CIRCT (Circuit IR Compilers and Tools) is an open-source compiler infrastructure project for digital hardware design. It provides reusable compiler dialects, optimizations, and passes built on MLIR. CIRCT enables hardware designers and compiler developers to express, transform, and generate circuit representations for FPGAs, ASICs, and other digital systems.
- A hardware-centered IR and dialect ecosystem for digital circuit design.
- Reusable passes for lowering, verification, and code generation.
- Integration with MLIR and LLVM for compiler-based hardware flows.
- Support for multiple input formats and backends, including FIRRTL, HW, and system-level representations.
- LLVM and MLIR: using compiler infrastructure patterns to make hardware transformation passes composable.
- Hardware description languages like Chisel.
- The desire to unify hardware and software compiler techniques in a shared framework.
CIRCT aims to make hardware compiler development more agile, enabling researchers and engineers to experiment with new optimizations and hardware dialects.
- Install CIRCT tools in a docker image.
- Compile a hardware design to CIRCT IR.

Named-object pointing records
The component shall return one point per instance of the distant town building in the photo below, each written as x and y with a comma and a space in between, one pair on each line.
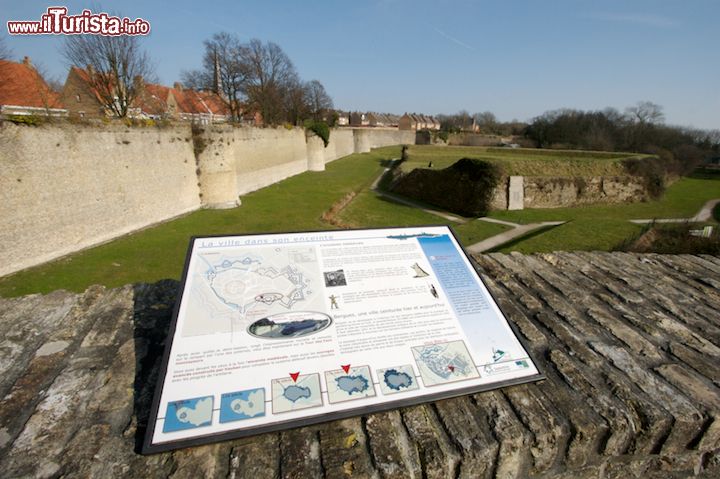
23, 91
383, 119
79, 96
359, 119
153, 101
343, 118
413, 121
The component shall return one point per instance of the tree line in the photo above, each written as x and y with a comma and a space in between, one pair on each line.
258, 76
640, 128
250, 77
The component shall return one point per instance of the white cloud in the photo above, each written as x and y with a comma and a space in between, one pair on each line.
452, 39
254, 406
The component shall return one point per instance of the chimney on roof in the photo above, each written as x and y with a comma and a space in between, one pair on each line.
217, 81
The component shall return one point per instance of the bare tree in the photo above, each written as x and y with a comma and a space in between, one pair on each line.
645, 112
269, 75
318, 99
297, 104
196, 79
486, 120
223, 71
117, 62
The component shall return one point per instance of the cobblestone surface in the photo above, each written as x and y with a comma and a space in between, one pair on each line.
630, 345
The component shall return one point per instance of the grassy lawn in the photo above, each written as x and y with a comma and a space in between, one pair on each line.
681, 200
370, 210
158, 252
585, 234
297, 204
520, 161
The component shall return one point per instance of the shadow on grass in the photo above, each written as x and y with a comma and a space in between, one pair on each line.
152, 312
522, 238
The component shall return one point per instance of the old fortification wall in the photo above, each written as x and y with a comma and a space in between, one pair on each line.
236, 161
550, 192
67, 187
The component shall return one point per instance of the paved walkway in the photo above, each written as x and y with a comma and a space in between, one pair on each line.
506, 236
704, 214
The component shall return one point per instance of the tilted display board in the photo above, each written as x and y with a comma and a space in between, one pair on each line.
283, 330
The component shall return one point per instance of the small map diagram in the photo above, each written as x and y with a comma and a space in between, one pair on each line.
230, 291
444, 363
240, 405
397, 379
292, 395
188, 414
343, 386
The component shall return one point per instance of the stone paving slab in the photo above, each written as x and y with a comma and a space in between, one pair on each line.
630, 345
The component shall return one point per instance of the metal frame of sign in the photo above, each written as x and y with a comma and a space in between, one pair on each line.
328, 413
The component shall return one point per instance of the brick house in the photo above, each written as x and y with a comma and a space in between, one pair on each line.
79, 96
417, 122
23, 91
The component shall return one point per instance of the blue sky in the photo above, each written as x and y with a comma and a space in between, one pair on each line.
514, 58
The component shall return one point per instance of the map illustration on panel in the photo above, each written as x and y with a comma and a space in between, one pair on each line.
444, 363
229, 293
355, 383
397, 379
290, 394
289, 325
242, 405
188, 414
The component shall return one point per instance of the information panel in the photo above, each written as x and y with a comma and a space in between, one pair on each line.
283, 330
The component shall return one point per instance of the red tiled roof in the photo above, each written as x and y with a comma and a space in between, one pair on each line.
22, 85
154, 100
85, 78
214, 103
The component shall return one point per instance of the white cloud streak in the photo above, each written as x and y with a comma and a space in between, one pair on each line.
646, 19
452, 39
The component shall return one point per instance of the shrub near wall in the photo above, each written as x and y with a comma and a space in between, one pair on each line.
466, 187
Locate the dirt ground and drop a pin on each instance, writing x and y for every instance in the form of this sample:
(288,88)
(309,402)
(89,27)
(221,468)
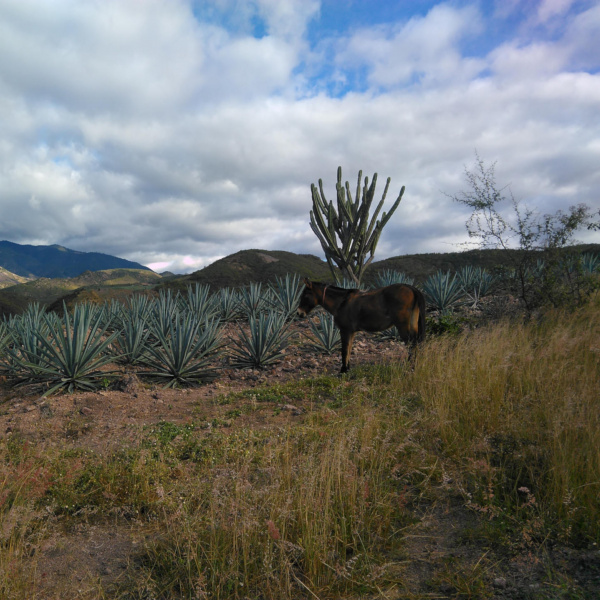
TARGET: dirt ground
(73,560)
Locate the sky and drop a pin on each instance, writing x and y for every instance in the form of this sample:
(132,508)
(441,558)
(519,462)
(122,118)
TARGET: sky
(176,132)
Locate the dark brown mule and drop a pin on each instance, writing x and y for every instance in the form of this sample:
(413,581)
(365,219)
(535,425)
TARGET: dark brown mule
(353,310)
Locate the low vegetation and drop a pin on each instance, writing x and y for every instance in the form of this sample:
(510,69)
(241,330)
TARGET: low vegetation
(496,428)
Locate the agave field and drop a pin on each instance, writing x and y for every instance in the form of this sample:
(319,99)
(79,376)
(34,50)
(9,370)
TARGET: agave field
(175,338)
(472,473)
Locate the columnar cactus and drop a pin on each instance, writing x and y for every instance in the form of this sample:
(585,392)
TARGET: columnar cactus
(349,234)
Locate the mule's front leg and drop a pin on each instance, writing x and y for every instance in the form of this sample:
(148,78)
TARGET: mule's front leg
(347,339)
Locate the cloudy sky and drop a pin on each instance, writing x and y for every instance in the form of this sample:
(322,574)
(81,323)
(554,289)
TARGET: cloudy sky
(176,132)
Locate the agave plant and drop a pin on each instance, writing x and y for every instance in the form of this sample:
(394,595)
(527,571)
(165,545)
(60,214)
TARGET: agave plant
(199,302)
(227,303)
(132,340)
(390,277)
(163,311)
(112,314)
(443,291)
(326,334)
(138,306)
(476,283)
(69,353)
(262,345)
(253,300)
(182,354)
(590,262)
(286,293)
(23,352)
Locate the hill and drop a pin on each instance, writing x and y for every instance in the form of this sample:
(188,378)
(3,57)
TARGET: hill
(94,286)
(246,266)
(420,266)
(7,278)
(57,261)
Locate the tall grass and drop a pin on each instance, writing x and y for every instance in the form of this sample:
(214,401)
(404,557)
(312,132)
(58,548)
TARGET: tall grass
(274,517)
(520,405)
(509,413)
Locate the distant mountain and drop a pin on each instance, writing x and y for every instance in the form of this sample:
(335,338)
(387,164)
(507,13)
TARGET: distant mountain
(104,285)
(248,266)
(420,266)
(57,261)
(7,278)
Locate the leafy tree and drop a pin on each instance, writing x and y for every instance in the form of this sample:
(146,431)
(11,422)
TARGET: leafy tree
(349,234)
(542,269)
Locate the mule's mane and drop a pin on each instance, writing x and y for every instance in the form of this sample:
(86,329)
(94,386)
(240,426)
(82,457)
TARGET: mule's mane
(335,288)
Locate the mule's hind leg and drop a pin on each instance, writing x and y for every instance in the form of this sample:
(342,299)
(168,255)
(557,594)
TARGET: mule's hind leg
(409,337)
(347,339)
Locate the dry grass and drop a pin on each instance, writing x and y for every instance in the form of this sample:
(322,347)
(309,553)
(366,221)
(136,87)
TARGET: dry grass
(506,416)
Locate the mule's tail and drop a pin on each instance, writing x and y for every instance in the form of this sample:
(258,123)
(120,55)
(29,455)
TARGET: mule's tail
(418,319)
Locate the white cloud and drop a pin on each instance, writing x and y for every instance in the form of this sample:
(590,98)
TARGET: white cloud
(145,131)
(424,48)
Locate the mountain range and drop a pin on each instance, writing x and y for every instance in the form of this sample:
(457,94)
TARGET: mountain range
(56,261)
(235,270)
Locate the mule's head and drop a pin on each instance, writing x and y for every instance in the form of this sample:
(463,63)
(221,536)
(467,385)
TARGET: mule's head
(308,299)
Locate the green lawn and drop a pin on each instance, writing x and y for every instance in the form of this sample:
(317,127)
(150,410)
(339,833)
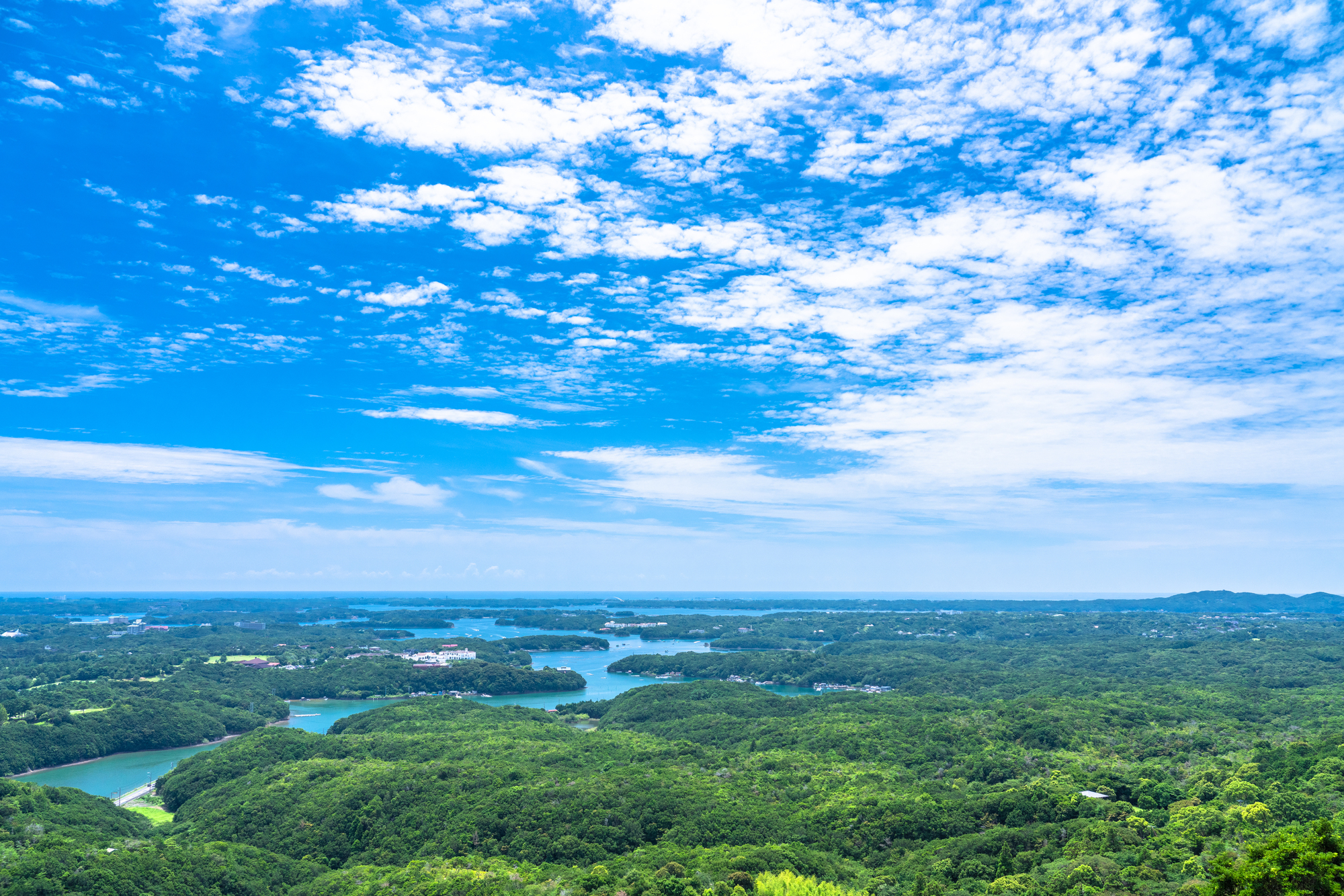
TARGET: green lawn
(154,815)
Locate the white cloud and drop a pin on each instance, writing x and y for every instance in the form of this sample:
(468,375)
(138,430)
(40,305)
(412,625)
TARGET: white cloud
(253,273)
(76,385)
(48,310)
(40,103)
(390,95)
(36,84)
(392,206)
(108,463)
(403,296)
(186,73)
(479,420)
(462,392)
(400,490)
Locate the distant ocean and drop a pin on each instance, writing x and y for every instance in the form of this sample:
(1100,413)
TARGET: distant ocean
(671,598)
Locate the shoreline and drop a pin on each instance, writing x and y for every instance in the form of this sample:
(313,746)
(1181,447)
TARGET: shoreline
(269,725)
(128,753)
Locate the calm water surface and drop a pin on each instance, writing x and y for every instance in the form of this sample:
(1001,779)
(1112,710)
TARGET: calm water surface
(124,772)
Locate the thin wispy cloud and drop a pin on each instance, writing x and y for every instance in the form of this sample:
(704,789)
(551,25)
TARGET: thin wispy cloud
(841,269)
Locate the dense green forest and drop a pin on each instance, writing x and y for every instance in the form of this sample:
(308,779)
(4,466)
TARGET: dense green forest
(1213,744)
(71,692)
(717,785)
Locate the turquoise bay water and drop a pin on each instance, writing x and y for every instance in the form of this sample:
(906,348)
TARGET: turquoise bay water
(126,772)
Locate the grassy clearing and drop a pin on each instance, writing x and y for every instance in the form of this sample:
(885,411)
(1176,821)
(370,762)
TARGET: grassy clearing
(154,813)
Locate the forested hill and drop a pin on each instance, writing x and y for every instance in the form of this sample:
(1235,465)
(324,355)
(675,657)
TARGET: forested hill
(1216,749)
(894,795)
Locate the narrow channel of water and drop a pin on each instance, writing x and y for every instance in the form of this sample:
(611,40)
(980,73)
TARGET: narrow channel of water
(124,772)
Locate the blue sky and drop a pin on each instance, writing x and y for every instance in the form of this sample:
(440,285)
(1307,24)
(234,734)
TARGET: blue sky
(790,295)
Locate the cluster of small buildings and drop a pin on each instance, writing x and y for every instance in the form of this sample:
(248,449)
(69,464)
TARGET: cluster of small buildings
(823,686)
(436,659)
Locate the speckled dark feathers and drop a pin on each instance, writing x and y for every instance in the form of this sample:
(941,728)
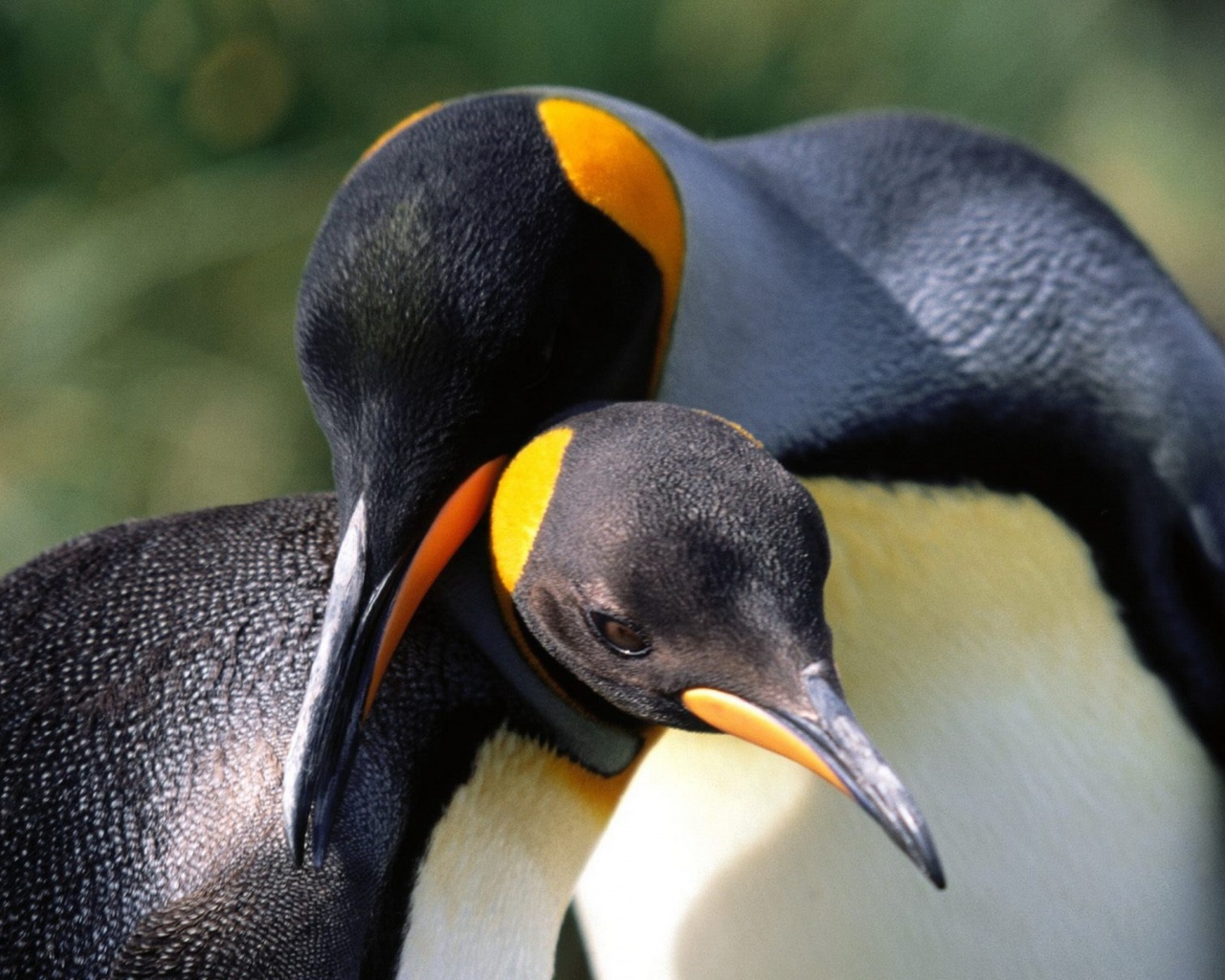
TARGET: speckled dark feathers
(149,680)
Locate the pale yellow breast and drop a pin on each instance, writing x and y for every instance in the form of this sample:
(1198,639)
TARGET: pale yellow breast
(1079,819)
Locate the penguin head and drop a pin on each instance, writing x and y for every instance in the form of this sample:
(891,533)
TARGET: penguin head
(488,263)
(663,559)
(463,288)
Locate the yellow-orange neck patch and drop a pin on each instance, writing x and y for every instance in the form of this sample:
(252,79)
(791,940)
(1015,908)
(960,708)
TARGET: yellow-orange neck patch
(521,501)
(613,169)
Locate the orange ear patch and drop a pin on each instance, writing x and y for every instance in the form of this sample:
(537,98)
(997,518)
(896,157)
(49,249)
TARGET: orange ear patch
(521,501)
(613,169)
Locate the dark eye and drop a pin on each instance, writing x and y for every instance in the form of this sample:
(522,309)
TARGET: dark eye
(619,635)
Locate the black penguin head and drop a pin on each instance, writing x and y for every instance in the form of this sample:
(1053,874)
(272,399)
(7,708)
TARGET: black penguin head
(663,559)
(460,291)
(488,263)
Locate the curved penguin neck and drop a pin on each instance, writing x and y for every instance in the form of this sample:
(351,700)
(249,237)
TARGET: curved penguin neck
(502,864)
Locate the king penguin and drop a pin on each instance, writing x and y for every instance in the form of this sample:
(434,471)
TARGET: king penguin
(152,674)
(922,315)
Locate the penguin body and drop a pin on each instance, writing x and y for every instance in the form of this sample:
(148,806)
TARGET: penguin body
(149,681)
(152,673)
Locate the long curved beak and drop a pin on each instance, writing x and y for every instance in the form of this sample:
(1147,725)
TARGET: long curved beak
(826,739)
(363,625)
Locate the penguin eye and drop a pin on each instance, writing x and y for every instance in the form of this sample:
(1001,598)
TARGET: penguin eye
(619,635)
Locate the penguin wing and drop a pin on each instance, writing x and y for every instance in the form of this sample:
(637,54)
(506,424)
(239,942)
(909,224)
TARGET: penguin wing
(931,302)
(149,679)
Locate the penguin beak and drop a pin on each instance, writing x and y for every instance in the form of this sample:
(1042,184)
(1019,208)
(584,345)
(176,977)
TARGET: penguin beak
(826,739)
(362,630)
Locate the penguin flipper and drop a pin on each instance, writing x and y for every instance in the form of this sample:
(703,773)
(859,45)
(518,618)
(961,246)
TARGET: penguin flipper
(1022,338)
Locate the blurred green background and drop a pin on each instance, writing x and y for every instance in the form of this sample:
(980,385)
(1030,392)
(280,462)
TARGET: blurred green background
(163,166)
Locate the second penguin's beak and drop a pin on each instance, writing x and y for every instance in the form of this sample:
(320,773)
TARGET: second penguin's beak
(823,736)
(363,625)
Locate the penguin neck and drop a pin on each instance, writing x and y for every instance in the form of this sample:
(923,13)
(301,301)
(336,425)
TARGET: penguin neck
(502,862)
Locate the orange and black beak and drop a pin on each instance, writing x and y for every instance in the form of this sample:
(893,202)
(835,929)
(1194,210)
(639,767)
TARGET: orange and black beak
(823,736)
(362,629)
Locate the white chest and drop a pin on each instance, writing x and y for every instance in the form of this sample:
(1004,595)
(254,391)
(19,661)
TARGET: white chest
(1079,819)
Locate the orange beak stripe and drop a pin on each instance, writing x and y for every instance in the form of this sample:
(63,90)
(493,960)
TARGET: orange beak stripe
(455,522)
(745,721)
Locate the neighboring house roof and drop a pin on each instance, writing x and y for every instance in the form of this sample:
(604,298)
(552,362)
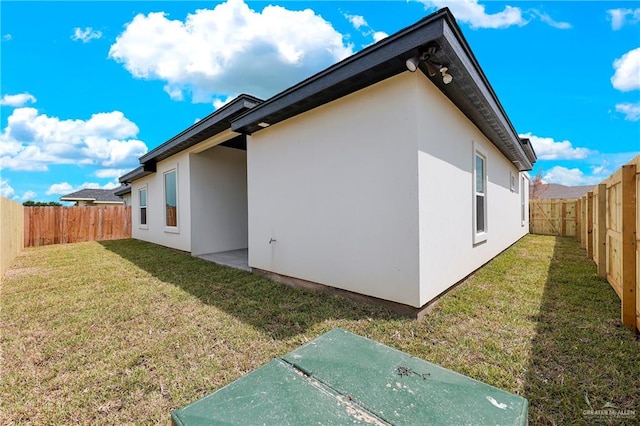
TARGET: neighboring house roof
(213,124)
(96,196)
(470,91)
(122,190)
(553,190)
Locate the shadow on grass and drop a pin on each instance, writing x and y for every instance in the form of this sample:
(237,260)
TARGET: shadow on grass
(277,309)
(584,367)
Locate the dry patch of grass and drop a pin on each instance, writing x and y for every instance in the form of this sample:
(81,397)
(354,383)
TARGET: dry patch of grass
(125,331)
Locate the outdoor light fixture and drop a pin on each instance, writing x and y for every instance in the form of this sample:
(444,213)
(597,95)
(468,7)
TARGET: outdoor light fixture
(412,64)
(446,77)
(432,66)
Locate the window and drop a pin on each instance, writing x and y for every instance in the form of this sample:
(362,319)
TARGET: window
(523,200)
(171,198)
(142,194)
(480,197)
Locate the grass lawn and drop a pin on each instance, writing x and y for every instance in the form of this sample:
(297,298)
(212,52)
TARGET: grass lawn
(125,331)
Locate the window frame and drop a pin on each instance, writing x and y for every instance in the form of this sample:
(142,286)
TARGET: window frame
(479,236)
(144,225)
(523,200)
(170,228)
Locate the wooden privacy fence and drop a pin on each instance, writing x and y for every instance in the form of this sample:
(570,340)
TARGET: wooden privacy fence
(59,225)
(606,221)
(554,217)
(11,225)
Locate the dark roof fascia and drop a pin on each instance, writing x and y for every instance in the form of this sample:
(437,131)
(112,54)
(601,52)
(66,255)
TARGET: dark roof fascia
(96,195)
(198,132)
(528,149)
(505,137)
(123,190)
(405,42)
(68,198)
(471,91)
(134,174)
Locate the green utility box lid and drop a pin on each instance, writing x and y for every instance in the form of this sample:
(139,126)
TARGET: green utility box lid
(341,378)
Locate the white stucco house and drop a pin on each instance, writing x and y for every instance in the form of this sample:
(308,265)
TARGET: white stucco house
(366,177)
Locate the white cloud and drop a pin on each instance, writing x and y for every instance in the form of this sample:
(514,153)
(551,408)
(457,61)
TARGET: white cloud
(85,35)
(60,189)
(356,20)
(175,93)
(549,149)
(550,21)
(17,100)
(6,190)
(631,111)
(620,17)
(360,24)
(110,173)
(474,14)
(64,188)
(627,75)
(379,35)
(220,102)
(229,49)
(569,177)
(32,141)
(28,195)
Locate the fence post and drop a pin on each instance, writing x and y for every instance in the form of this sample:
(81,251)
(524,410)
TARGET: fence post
(602,230)
(628,296)
(578,219)
(590,224)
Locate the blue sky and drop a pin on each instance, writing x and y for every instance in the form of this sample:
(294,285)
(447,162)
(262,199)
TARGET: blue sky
(88,87)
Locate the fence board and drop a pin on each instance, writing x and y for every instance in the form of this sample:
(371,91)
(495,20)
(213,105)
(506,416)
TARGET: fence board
(60,225)
(11,234)
(607,223)
(553,217)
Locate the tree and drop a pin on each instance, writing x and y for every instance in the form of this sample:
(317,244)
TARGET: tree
(41,204)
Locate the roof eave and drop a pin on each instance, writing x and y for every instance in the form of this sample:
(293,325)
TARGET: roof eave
(470,90)
(202,129)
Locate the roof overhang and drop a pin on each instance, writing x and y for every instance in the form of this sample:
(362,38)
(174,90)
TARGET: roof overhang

DIRECTIVES
A – From the CIRCT overview, list the kinds of work its reusable passes are described as covering.
B – Please show every line of the rows that contains the word "shoreline", treating uppercase and lowercase as different.

TASK RESULTS
A –
- Lowering
- Verification
- Code generation

B –
Locate the shoreline and drop a pin on each instance, writing x and y for every instance in the form of this sample:
TARGET: shoreline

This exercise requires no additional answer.